What you should do: Find every line in the records that holds the string "jersey". Copy each one.

[Collection entries]
◆ ◆ ◆ ◆

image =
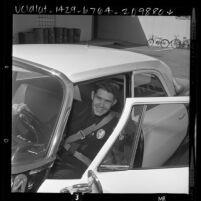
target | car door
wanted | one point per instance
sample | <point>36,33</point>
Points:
<point>135,157</point>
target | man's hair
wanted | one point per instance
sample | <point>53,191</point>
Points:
<point>108,86</point>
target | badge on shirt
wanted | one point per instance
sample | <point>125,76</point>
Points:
<point>100,134</point>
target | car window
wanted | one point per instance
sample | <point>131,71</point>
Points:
<point>36,103</point>
<point>120,155</point>
<point>153,137</point>
<point>148,85</point>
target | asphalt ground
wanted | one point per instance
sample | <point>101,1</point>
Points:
<point>177,59</point>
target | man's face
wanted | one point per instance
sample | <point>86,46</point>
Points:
<point>102,101</point>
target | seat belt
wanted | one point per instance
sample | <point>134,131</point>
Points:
<point>83,133</point>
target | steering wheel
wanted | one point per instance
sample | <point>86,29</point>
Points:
<point>25,118</point>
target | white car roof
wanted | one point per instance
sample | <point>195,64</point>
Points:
<point>83,62</point>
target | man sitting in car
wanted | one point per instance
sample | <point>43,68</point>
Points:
<point>89,128</point>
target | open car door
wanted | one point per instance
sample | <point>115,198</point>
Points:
<point>148,150</point>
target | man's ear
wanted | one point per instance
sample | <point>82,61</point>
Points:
<point>92,95</point>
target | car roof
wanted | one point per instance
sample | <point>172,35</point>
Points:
<point>82,62</point>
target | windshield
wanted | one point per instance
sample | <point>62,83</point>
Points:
<point>36,104</point>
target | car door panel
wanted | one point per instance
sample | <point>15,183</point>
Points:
<point>162,126</point>
<point>152,177</point>
<point>173,180</point>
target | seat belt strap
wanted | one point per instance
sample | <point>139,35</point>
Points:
<point>82,158</point>
<point>83,133</point>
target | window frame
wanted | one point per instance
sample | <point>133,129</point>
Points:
<point>157,73</point>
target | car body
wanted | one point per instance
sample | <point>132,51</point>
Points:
<point>50,77</point>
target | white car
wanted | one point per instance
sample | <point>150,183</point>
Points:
<point>48,78</point>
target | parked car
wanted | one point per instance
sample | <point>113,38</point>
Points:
<point>49,78</point>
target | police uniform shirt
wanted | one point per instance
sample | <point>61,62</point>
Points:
<point>83,117</point>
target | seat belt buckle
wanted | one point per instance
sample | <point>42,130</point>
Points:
<point>82,135</point>
<point>67,146</point>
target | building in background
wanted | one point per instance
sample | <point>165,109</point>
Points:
<point>131,29</point>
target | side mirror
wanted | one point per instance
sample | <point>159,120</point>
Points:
<point>93,186</point>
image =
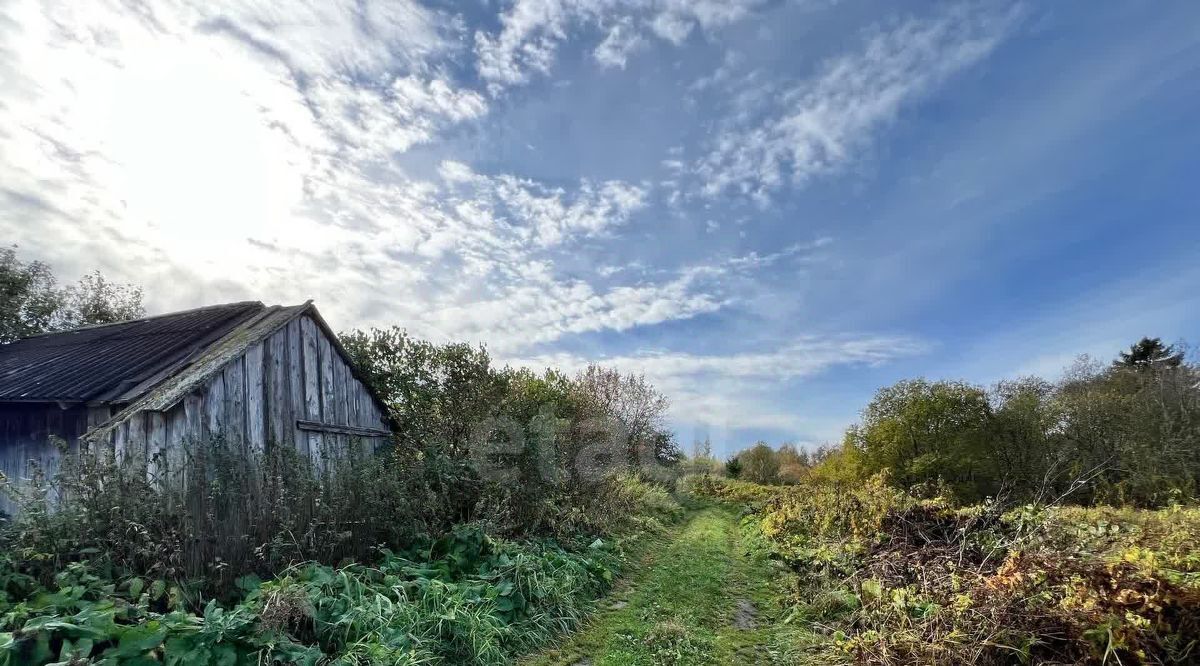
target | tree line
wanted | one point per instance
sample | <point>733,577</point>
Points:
<point>31,301</point>
<point>526,451</point>
<point>1125,432</point>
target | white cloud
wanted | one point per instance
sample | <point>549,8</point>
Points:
<point>532,30</point>
<point>821,125</point>
<point>549,215</point>
<point>743,389</point>
<point>618,45</point>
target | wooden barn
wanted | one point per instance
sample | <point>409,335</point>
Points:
<point>253,375</point>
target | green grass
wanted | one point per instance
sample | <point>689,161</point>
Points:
<point>683,603</point>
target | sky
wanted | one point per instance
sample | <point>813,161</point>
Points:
<point>771,208</point>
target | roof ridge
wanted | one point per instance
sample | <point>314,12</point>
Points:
<point>150,318</point>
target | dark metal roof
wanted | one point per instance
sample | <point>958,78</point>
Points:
<point>97,364</point>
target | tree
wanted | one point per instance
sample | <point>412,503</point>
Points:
<point>34,304</point>
<point>1149,353</point>
<point>95,300</point>
<point>793,463</point>
<point>928,432</point>
<point>760,465</point>
<point>635,403</point>
<point>29,299</point>
<point>733,468</point>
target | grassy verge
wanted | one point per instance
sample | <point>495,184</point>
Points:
<point>463,598</point>
<point>705,593</point>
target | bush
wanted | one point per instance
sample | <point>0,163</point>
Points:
<point>462,599</point>
<point>898,580</point>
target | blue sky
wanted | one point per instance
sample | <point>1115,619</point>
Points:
<point>769,208</point>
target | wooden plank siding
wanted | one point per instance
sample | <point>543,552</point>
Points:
<point>257,399</point>
<point>27,444</point>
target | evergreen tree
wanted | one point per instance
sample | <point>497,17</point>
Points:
<point>1150,353</point>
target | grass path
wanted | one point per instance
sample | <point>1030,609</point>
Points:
<point>701,595</point>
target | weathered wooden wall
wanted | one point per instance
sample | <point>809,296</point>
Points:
<point>25,439</point>
<point>292,388</point>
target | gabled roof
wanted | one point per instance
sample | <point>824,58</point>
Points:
<point>165,390</point>
<point>105,364</point>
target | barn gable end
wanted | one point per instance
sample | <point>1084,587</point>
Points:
<point>274,376</point>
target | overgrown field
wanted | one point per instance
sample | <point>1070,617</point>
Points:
<point>463,598</point>
<point>888,579</point>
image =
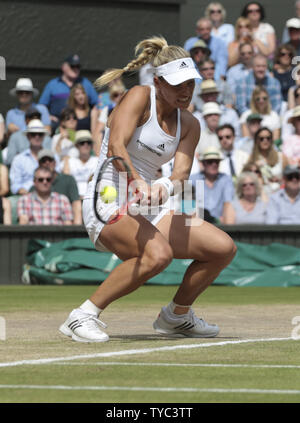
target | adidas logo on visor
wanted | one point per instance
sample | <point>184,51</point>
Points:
<point>183,65</point>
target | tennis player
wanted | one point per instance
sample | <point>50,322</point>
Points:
<point>148,127</point>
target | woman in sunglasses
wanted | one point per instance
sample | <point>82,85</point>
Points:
<point>283,68</point>
<point>270,161</point>
<point>260,104</point>
<point>247,206</point>
<point>263,32</point>
<point>217,14</point>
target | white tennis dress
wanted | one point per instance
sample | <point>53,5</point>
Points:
<point>149,148</point>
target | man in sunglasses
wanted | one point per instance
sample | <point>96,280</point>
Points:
<point>284,205</point>
<point>42,206</point>
<point>57,90</point>
<point>25,163</point>
<point>218,187</point>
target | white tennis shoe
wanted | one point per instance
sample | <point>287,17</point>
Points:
<point>186,325</point>
<point>83,327</point>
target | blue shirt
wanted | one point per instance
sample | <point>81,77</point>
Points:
<point>56,94</point>
<point>17,116</point>
<point>215,197</point>
<point>219,53</point>
<point>282,211</point>
<point>22,171</point>
<point>245,86</point>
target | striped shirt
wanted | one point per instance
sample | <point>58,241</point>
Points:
<point>55,211</point>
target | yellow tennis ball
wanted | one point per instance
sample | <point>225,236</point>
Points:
<point>108,194</point>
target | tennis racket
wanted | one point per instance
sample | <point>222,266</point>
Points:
<point>106,194</point>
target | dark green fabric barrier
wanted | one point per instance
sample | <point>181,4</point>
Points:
<point>76,261</point>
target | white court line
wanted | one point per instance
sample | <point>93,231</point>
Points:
<point>122,363</point>
<point>155,389</point>
<point>138,351</point>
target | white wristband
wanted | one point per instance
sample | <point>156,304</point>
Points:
<point>166,183</point>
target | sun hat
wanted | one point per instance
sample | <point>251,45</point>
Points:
<point>83,135</point>
<point>296,114</point>
<point>293,23</point>
<point>45,153</point>
<point>211,108</point>
<point>208,86</point>
<point>178,71</point>
<point>23,84</point>
<point>35,126</point>
<point>211,153</point>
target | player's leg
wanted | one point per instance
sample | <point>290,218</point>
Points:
<point>212,250</point>
<point>145,253</point>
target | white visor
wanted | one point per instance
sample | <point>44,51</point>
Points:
<point>178,71</point>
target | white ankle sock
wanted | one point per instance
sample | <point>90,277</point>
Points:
<point>171,307</point>
<point>90,307</point>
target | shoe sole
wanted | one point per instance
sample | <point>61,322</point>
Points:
<point>182,334</point>
<point>65,330</point>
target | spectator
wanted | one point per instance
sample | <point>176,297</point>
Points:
<point>5,211</point>
<point>18,141</point>
<point>79,102</point>
<point>83,167</point>
<point>285,35</point>
<point>4,180</point>
<point>260,104</point>
<point>258,76</point>
<point>208,138</point>
<point>217,46</point>
<point>43,207</point>
<point>283,68</point>
<point>243,67</point>
<point>199,52</point>
<point>25,163</point>
<point>270,161</point>
<point>243,35</point>
<point>263,32</point>
<point>15,118</point>
<point>207,71</point>
<point>210,93</point>
<point>57,90</point>
<point>234,159</point>
<point>247,206</point>
<point>116,92</point>
<point>293,27</point>
<point>217,14</point>
<point>218,187</point>
<point>253,124</point>
<point>284,205</point>
<point>63,184</point>
<point>63,143</point>
<point>291,144</point>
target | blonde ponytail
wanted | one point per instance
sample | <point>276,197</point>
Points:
<point>153,50</point>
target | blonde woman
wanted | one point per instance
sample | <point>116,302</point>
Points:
<point>79,102</point>
<point>217,14</point>
<point>260,104</point>
<point>247,206</point>
<point>270,161</point>
<point>155,115</point>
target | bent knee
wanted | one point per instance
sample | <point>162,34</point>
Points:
<point>159,257</point>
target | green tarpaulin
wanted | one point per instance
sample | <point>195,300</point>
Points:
<point>76,261</point>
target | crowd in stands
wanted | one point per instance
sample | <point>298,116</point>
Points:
<point>247,100</point>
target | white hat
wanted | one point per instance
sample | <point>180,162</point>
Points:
<point>211,108</point>
<point>293,23</point>
<point>178,71</point>
<point>34,126</point>
<point>23,84</point>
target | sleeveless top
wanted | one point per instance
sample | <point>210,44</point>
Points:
<point>149,148</point>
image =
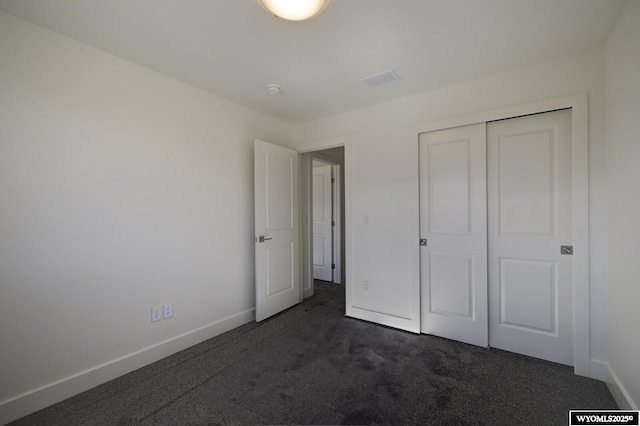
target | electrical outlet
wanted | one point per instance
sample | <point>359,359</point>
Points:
<point>156,313</point>
<point>167,311</point>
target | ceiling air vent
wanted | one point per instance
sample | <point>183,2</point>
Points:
<point>382,78</point>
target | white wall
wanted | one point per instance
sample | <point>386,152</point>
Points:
<point>384,178</point>
<point>120,189</point>
<point>623,205</point>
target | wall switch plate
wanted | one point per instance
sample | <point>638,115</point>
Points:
<point>156,313</point>
<point>167,311</point>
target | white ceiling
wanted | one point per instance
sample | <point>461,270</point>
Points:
<point>234,48</point>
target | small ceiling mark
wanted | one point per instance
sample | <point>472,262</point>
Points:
<point>381,78</point>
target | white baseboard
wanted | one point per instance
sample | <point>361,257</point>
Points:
<point>598,370</point>
<point>620,394</point>
<point>37,399</point>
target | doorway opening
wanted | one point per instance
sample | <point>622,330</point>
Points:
<point>323,217</point>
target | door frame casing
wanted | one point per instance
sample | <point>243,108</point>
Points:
<point>580,181</point>
<point>305,188</point>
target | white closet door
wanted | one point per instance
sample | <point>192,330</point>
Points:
<point>453,220</point>
<point>530,218</point>
<point>276,226</point>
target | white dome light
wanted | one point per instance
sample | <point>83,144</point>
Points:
<point>295,10</point>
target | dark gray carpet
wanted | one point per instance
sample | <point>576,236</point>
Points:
<point>311,365</point>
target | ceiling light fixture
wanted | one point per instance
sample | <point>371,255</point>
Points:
<point>295,10</point>
<point>274,89</point>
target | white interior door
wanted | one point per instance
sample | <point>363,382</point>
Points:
<point>453,220</point>
<point>322,223</point>
<point>276,227</point>
<point>530,218</point>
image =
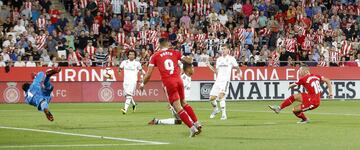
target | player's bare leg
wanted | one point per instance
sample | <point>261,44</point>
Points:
<point>48,114</point>
<point>133,104</point>
<point>213,102</point>
<point>127,104</point>
<point>222,106</point>
<point>168,121</point>
<point>192,115</point>
<point>185,117</point>
<point>298,112</point>
<point>52,72</point>
<point>287,102</point>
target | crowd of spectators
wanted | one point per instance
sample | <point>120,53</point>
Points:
<point>260,32</point>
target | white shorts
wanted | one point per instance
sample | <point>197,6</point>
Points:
<point>220,87</point>
<point>129,88</point>
<point>187,93</point>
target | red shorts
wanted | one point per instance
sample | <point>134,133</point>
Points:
<point>309,102</point>
<point>174,88</point>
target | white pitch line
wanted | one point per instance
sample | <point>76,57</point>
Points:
<point>86,135</point>
<point>69,145</point>
<point>315,113</point>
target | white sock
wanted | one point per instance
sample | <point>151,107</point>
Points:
<point>173,112</point>
<point>132,100</point>
<point>127,103</point>
<point>214,104</point>
<point>223,106</point>
<point>168,121</point>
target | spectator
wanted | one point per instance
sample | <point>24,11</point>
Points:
<point>223,18</point>
<point>53,62</point>
<point>204,59</point>
<point>30,62</point>
<point>358,59</point>
<point>19,63</point>
<point>185,20</point>
<point>100,56</point>
<point>2,62</point>
<point>51,46</point>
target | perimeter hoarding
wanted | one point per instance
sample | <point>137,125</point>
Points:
<point>74,84</point>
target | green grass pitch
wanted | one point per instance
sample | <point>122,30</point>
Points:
<point>250,126</point>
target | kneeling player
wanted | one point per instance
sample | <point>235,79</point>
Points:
<point>186,77</point>
<point>39,95</point>
<point>309,100</point>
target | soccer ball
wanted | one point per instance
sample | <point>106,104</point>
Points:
<point>108,73</point>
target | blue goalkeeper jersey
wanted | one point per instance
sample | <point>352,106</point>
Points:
<point>36,92</point>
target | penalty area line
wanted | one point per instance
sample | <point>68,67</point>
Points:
<point>87,135</point>
<point>68,145</point>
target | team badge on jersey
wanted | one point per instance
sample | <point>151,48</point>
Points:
<point>106,93</point>
<point>205,89</point>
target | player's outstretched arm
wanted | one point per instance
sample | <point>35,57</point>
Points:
<point>39,77</point>
<point>328,83</point>
<point>211,67</point>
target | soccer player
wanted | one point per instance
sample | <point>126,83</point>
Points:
<point>38,94</point>
<point>166,60</point>
<point>224,65</point>
<point>131,69</point>
<point>186,78</point>
<point>309,100</point>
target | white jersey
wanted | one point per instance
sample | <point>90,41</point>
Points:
<point>131,69</point>
<point>224,65</point>
<point>187,85</point>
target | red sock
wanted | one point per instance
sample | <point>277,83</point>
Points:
<point>185,118</point>
<point>300,115</point>
<point>287,102</point>
<point>190,112</point>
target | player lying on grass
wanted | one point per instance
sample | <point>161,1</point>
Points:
<point>166,60</point>
<point>309,100</point>
<point>38,93</point>
<point>131,69</point>
<point>186,78</point>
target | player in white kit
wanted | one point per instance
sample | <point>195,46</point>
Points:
<point>131,69</point>
<point>224,65</point>
<point>186,78</point>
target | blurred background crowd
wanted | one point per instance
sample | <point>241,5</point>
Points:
<point>99,32</point>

◆ ◆ ◆ ◆

Finished task:
target | blue goalkeeper jersey
target | team badge on jersey
target | white jersey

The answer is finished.